REQUIRED WORK –
Rescale the rows starting at the beginning of the records and ending at the line containing "point(542, 878)", both included, and write those lines out again with the requests unchanged. Multiply every x and y coordinate in the answer points by 2, rounding to whole numbers with halves going up.

Records from a collection –
========================================================================
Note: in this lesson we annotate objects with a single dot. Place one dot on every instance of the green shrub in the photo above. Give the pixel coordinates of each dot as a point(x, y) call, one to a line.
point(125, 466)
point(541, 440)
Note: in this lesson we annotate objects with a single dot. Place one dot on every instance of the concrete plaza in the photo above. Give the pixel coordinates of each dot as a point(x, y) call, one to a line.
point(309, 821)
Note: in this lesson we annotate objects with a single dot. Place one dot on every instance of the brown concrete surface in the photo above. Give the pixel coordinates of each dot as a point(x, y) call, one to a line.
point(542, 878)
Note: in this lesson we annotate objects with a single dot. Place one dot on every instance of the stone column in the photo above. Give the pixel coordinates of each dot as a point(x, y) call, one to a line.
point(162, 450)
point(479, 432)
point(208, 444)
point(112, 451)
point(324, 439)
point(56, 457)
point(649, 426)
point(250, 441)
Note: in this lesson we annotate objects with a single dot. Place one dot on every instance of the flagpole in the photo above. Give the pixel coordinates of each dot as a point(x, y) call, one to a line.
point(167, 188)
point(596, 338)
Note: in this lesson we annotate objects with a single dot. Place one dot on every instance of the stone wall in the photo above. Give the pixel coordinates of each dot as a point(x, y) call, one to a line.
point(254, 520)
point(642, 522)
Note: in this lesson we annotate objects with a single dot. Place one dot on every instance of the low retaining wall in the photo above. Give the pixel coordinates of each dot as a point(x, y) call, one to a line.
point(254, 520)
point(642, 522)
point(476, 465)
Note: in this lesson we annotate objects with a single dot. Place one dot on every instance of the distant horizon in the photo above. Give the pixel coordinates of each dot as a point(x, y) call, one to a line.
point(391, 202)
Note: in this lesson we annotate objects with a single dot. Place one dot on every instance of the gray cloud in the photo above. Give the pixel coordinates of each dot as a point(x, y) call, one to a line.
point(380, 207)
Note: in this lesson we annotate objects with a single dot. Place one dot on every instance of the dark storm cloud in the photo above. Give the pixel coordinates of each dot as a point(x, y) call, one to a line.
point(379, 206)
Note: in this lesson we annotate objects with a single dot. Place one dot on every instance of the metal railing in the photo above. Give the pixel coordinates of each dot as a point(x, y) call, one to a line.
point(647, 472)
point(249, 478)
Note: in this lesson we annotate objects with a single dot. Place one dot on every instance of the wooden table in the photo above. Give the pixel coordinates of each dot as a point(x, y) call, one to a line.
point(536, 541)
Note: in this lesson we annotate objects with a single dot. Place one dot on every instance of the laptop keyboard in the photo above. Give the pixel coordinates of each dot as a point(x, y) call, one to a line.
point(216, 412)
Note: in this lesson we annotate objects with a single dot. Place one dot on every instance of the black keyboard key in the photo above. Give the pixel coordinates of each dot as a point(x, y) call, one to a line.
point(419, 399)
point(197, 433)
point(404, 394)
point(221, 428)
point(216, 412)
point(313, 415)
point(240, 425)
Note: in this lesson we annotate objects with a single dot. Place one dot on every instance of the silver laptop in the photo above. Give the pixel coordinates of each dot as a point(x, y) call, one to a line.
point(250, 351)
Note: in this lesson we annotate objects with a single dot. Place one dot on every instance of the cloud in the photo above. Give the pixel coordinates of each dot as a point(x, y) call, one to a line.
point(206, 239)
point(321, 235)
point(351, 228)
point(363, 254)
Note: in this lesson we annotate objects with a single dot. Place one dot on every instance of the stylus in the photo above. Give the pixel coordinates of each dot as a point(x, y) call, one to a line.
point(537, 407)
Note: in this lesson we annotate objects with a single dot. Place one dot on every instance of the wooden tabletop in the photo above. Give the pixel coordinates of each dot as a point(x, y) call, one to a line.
========================================================================
EXERCISE RESPONSE –
Note: in this lesson we annotate objects with a single dot. Place one dot on every instance of the green shrub in the photo above. Give the pixel coordinates of each dot as a point(x, y) call, one to a line.
point(250, 932)
point(1082, 880)
Note: in this lesson we annotate objects with a single dot. Place one dot on every instance of the concrete plaza in the photo above. Give the pixel coordinates of each dot as a point(x, y) call, one to a line.
point(618, 1642)
Note: in this lesson we annotate objects with a single dot. Place one dot on every instance of the brown concrete surface in the photo above. Give the pixel coordinates of each dot as a point(x, y) call, one to a line.
point(1084, 1756)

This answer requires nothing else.